[Задание 1]:
Выведите без изменений отрывок из фрагмента о «башне» Вячеслава Иванова от слов «От старшей сестры» вплоть до слов «историю русского театра.» включительно.
[Задание 2]:
Переведите на английский язык предложение из фрагмента о «башне»: «Для пеплума были использованы яркие ткани, оставшиеся после Лидии Дмитриевны».

[Фрагмент документа]:
***

Книги

Вячеслав Иванов

22
18
20
22
24
26
28
30

А жизнь на «башне» по-прежнему не утихала. Вера Шварсалон поступила на отделение классической филологии Высших женских курсов и стала ученицей знаменитого профессора, переводчика и комментатора Софокла, доброго знакомого Вячеслава Иванова Фаддея Францевича Зелинского. Ей неожиданно пришла в голову мысль разыграть на семинаре небольшой отрывок из какой-нибудь античной драмы. Для пеплума были использованы яркие ткани, оставшиеся после Лидии Дмитриевны. Сценическому искусству Веру взялся обучать частый гость «башни» – Всеволод Мейерхольд. Он с радостью и готовностью согласился быть режиссером этой постановки.

От старшей сестры страстью к театру заразилась и Лидия. Вместе с двумя своими подругами, по замыслу Веры, она разыграла на «башне» сцены из «Эстер» Расина и «Фарса о Пателене» на французском языке. Мейерхольд, видевший их игру, остался к ней равнодушен, хотя некоторые моменты «Пателена», как он сам признавался, пробудили в нем новые идеи. Между тем и Вячеслав Иванов, прежде уже писавший трагедии на сюжеты античных мифов, вместе с Блоком и Андреем Белым задумывал создать «театр дионисийского действа». Замысел этот не осуществился, но тем не менее «башне» было суждено навсегда войти и в историю русского театра.

***

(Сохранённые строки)
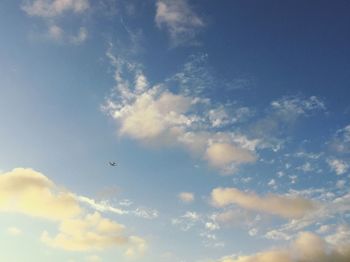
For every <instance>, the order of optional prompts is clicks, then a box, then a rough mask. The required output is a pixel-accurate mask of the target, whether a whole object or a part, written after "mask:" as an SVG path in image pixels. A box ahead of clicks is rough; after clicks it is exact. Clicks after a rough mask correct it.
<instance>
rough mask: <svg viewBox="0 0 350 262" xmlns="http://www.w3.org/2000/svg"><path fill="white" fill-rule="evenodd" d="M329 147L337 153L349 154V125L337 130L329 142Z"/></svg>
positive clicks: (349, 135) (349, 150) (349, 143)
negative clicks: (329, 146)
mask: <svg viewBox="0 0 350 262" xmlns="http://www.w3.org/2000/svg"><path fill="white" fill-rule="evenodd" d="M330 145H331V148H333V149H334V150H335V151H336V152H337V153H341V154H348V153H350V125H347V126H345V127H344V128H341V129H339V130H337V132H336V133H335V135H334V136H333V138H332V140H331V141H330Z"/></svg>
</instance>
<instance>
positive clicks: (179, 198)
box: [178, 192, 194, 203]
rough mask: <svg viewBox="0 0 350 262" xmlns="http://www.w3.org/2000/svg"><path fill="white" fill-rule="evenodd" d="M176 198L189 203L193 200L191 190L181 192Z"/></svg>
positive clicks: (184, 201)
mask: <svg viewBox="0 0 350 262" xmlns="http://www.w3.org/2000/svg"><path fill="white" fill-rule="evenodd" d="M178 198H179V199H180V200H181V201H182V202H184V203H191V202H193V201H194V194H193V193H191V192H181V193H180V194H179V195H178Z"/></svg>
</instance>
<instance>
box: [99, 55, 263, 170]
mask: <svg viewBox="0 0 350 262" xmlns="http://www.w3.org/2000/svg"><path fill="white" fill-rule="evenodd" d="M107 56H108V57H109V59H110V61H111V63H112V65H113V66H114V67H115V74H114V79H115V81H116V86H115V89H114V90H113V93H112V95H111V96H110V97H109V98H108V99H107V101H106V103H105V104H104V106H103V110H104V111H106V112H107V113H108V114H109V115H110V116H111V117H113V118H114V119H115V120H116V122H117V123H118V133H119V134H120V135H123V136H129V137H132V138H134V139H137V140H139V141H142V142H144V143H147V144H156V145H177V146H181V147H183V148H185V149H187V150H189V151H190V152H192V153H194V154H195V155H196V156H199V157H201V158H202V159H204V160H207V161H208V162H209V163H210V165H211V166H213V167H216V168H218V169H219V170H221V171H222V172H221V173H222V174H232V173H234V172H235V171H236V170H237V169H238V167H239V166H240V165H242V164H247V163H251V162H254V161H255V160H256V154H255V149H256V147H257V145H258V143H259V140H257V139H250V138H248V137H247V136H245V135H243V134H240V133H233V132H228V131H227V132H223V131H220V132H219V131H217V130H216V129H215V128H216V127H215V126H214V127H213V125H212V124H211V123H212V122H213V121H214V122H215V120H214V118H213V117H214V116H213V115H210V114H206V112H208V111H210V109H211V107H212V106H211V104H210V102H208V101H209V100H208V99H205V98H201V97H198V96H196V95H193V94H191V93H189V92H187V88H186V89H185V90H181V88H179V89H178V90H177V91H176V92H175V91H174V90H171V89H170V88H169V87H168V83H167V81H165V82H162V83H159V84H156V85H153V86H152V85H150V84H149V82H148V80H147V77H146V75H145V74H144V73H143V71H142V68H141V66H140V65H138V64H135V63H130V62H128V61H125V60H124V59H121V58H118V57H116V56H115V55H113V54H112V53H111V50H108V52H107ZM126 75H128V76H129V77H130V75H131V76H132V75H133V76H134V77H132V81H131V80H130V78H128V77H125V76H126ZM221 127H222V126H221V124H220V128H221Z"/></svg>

***

[Решение 1]:
От старшей сестры страстью к театру заразилась и Лидия. Вместе с двумя своими подругами, по замыслу Веры, она разыграла на «башне» сцены из «Эстер» Расина и «Фарса о Пателене» на французском языке. Мейерхольд, видевший их игру, остался к ней равнодушен, хотя некоторые моменты «Пателена», как он сам признавался, пробудили в нем новые идеи. Между тем и Вячеслав Иванов, прежде уже писавший трагедии на сюжеты античных мифов, вместе с Блоком и Андреем Белым задумывал создать «театр дионисийского действа». Замысел этот не осуществился, но тем не менее «башне» было суждено навсегда войти и в историю русского театра.

[Решение 2]:
Bright fabrics left over from Lidia Dmitrievna were used for the peplum.